Copy the stretch of the forest bathing column from "Forest bathing, corruption, and" through "with Mother Nature.", word for word.

Page extract:
- - - -
Column

Forest bathing, corruption, and cauliflower

By Marguerite Jill Dye

Did you know that essential oils fall from the trees to bathe us with healing properties? Inhaling phytoncides improves immune function. Being surrounded by nature reduces anxiety and hyper activity. It puts us in balance with our center, and clears out brain clutter and constant chatter. It synchronizes us with Mother Nature.
In 1982 Japanese researchers discovered the physical and psychological benefits of the art of Shinrin-Yoku, forest bathing. Twenty-odd years later Japan spent $4 million dollars researching myriad health benefits of people leaving cities to walk among trees. Hugging trees and being in their presence reduces stress and lowers heart rate and blood pressure. Many Vermonters are adept at bathing in forests, meandering without speed or a deadline.
- - - -
Excerpts of location labeling data

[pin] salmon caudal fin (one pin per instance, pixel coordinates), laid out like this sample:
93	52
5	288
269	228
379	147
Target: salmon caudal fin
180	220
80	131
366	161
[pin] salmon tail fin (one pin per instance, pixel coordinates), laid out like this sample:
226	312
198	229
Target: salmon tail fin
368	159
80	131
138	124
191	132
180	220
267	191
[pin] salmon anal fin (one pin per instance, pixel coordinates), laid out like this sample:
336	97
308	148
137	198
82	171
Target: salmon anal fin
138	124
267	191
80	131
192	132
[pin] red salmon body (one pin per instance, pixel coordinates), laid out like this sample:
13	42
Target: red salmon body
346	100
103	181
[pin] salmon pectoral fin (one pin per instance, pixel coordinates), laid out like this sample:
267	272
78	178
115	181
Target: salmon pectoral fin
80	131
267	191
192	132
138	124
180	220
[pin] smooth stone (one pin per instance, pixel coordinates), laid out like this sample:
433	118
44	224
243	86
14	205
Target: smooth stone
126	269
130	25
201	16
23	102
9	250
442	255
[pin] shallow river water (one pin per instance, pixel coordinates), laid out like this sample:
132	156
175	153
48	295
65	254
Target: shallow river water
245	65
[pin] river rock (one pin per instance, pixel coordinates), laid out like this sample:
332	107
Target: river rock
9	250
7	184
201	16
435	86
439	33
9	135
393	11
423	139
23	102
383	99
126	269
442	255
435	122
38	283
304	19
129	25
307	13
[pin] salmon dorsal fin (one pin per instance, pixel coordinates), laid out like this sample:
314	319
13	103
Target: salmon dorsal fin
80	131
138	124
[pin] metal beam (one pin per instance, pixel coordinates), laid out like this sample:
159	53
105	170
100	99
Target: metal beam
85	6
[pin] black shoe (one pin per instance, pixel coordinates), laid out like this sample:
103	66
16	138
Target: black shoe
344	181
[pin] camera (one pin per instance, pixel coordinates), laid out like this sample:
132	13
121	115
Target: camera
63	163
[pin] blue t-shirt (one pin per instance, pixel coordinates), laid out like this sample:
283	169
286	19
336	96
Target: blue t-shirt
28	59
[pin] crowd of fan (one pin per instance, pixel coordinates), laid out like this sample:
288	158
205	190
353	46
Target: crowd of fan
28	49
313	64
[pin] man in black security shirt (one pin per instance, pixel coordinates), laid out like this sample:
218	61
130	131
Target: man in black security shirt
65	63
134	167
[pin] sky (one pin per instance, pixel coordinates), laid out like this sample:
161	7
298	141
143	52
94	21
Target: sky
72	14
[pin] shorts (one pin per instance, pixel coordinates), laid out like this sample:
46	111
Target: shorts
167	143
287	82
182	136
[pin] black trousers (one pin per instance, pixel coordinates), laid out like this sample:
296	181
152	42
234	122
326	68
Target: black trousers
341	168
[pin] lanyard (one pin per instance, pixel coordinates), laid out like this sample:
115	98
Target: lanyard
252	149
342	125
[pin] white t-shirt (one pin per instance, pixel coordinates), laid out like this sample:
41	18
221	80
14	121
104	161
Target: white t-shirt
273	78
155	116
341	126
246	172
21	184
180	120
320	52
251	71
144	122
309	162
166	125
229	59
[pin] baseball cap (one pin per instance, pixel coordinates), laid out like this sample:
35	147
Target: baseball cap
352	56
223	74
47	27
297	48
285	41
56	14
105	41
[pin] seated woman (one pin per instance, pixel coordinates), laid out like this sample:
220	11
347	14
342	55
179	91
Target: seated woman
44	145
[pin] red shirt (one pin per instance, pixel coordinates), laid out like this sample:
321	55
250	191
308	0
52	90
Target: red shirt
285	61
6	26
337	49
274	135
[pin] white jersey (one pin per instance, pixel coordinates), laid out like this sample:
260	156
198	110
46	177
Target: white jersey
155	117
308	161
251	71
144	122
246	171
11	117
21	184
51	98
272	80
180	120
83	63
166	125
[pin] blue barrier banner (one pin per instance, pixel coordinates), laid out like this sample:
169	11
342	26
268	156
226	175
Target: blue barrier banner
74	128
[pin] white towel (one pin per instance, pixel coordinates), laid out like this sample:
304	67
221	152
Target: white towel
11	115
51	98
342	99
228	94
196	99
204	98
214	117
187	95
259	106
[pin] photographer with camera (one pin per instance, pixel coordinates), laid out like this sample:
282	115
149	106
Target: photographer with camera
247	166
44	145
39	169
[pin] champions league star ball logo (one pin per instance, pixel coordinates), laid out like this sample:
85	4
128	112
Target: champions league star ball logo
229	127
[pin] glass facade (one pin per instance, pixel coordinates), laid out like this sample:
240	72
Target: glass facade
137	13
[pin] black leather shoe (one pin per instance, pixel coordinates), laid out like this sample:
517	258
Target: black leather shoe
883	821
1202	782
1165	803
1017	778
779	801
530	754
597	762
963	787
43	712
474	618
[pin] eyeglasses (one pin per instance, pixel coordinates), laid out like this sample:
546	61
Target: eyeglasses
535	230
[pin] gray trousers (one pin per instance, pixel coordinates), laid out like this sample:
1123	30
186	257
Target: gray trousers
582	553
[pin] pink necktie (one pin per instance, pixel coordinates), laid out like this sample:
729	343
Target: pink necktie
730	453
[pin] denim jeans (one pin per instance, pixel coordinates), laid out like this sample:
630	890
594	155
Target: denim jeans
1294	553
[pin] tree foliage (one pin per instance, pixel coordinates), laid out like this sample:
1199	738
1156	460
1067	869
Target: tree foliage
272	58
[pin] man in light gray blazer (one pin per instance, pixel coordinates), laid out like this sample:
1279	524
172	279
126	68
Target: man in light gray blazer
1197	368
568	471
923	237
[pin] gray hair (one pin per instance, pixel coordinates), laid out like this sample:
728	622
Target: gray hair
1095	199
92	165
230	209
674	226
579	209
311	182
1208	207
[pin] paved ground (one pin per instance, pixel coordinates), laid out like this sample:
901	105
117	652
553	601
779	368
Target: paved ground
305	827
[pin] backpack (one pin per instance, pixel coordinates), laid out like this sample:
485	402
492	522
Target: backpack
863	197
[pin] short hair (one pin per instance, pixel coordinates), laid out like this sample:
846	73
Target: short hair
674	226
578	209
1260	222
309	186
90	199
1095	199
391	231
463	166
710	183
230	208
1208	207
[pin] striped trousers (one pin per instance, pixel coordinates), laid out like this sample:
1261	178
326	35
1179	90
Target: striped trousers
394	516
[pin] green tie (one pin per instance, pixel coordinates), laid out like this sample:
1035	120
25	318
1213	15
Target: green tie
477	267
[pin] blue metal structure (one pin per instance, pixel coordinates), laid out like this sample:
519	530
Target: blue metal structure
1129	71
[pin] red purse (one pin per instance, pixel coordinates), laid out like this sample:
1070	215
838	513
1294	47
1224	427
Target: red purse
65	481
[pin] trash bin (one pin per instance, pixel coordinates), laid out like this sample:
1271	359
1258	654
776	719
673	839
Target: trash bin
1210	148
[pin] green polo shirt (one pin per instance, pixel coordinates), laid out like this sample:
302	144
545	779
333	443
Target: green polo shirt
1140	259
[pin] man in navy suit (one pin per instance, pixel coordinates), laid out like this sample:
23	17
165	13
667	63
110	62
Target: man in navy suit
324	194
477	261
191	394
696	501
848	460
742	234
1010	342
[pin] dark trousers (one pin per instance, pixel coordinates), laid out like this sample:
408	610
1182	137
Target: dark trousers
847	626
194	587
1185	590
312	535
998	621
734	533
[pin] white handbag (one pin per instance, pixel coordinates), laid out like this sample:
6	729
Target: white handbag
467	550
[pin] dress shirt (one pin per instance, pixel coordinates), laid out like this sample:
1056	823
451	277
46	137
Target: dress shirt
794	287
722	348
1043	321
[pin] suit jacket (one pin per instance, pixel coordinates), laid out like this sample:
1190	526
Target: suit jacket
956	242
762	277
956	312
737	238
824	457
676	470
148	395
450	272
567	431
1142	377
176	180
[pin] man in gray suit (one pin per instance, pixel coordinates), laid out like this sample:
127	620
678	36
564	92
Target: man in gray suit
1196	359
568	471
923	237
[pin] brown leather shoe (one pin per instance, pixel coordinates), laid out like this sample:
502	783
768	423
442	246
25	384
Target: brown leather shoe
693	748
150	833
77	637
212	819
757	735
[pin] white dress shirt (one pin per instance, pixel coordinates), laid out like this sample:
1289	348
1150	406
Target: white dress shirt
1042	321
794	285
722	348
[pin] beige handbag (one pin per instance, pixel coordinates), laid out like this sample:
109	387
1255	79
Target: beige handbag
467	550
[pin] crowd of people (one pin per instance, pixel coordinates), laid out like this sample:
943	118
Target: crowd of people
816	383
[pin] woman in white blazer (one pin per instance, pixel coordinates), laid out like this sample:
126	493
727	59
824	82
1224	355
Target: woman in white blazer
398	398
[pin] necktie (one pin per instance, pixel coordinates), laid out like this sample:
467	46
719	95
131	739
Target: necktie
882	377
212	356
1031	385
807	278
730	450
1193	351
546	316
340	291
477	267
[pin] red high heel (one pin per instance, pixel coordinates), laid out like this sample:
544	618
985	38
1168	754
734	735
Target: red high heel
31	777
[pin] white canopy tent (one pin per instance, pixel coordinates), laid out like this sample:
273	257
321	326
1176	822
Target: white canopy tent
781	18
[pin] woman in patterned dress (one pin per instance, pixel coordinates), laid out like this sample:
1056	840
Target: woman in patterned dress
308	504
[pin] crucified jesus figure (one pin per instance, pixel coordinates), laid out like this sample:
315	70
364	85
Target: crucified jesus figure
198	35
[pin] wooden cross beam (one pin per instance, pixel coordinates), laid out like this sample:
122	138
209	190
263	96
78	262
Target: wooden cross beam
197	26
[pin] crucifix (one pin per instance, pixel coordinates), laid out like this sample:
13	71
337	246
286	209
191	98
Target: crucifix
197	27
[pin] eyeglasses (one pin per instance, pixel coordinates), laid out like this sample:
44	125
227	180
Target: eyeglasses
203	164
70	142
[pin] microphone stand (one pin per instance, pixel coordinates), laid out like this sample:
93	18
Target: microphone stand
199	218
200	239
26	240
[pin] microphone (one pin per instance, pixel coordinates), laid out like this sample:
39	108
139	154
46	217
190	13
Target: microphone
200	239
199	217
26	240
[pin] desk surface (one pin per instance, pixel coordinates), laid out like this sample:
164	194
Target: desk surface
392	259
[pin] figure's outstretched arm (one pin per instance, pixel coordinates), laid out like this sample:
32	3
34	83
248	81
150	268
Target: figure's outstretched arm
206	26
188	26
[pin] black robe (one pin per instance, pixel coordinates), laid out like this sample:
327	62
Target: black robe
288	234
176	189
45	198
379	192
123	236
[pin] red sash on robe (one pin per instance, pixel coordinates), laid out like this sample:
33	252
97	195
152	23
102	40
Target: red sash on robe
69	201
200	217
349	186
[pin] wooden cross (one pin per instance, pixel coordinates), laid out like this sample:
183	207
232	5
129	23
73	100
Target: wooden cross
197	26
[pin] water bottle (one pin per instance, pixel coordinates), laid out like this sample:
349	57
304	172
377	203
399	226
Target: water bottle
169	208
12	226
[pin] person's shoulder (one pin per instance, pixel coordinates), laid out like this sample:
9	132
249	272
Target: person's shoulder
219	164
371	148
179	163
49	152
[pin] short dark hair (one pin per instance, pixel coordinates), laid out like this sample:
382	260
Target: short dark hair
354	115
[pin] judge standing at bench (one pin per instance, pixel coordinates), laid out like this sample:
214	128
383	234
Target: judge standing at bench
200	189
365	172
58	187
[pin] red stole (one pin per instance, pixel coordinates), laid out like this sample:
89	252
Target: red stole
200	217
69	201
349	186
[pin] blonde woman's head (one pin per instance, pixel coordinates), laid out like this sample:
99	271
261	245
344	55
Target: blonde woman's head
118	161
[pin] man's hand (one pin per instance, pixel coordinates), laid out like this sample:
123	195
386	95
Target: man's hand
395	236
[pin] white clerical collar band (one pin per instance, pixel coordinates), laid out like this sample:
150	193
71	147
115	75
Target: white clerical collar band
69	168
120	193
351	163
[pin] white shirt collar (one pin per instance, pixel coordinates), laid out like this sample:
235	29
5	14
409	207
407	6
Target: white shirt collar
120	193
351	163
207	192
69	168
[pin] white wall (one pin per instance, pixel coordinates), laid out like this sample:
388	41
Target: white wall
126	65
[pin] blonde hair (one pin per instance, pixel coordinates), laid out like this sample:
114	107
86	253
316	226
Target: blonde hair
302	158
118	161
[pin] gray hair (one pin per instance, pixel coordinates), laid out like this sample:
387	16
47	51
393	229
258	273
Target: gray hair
- - - -
Task answer:
Forest bathing, corruption, and cauliflower

By Marguerite Jill Dye

Did you know that essential oils fall from the trees to bathe us with healing properties? Inhaling phytoncides improves immune function. Being surrounded by nature reduces anxiety and hyper activity. It puts us in balance with our center, and clears out brain clutter and constant chatter. It synchronizes us with Mother Nature.